───── Passage given ─────

I’m going to do this now so that I don’t do it later. Just this once.

And yes, this is about Miley Cyrus.

Seriously? Seriously. (Shut up Miley you’re getting more attention this way. You’re welcome, but not really)

Before anyone decides that I am just some jealous, bored, celebrity obsessed teenager. You’re only one-third correct. I am bored.

Here are some facts: We are the same age. I went to her concert and have also seen her movies, liking them all. Girl had some talent. Girl has some really unfortunate, really horrendous ways of honing this talent.

I watched that performance, yes the one with the red-nailed foam finger (did it have to have nails? really?). Then I heard the excuse. Strategic Hot Mess.

Wait one dumb-bear-dressed-idiot minute.

───── Records ─────

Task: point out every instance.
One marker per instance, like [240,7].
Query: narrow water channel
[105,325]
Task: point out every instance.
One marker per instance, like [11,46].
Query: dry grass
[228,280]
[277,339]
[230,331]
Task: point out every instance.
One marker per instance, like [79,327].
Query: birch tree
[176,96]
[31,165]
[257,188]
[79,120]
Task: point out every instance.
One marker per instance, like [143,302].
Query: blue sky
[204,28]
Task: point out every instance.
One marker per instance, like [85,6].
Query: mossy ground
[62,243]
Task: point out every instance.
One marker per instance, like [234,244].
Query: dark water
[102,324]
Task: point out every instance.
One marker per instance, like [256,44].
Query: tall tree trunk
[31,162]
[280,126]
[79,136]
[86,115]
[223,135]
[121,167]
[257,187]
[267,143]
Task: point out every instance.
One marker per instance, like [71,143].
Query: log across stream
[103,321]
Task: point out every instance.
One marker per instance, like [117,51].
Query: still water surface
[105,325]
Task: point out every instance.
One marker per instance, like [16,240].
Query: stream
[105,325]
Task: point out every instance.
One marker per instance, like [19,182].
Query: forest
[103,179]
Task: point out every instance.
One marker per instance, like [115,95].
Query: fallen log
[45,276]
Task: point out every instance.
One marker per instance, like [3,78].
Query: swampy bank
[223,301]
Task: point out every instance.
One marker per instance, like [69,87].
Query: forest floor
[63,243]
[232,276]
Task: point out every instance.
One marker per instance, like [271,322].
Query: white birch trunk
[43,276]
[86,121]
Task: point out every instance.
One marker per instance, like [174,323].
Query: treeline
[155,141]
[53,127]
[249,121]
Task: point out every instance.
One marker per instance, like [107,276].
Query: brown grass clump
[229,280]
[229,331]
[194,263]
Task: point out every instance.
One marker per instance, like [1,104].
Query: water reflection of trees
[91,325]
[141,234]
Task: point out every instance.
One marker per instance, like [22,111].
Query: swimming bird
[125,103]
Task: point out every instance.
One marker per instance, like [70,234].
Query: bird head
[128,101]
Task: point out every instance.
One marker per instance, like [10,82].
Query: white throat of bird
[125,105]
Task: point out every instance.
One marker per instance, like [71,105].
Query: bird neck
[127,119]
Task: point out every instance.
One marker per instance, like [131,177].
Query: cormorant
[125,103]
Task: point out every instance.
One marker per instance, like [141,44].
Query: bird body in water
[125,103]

─────

:: Work to complete ::
a) Decide whether each statement agrees with the Miley Cyrus post, answering yes or no and quoting the words of the post that settle it: (i) The writer and Miley Cyrus are the same age. (ii) The writer admits to being jealous of her. (iii) The writer has seen her movies and liked them.
b) Write what comes next in the Miley Cyrus post, picking up after its last line.

:: Outputs for the tasks ::
a)
(i) Yes: "We are the same age."
(ii) No: "You’re only one-third correct. I am bored."
(iii) Yes: "have also seen her movies, liking them all."

b)
Never EVER should “Hot Mess” be justified as being “Strategic”. Why? Because Miley, you grew up a freaking Disney princess making millions and having the support of a nation.

Your documentary gave me an even lower amount of respect for you. One: you think you’re good enough to do whatever the hell you want. Two: you used Britney Spears as a mentor. As if.

You wanted to be viewed as mature and sexy? Have you heard of Sara Bareilles? Beyonce?

You wanted more attention? Write a song that will change someones life, not one that encourages drug use.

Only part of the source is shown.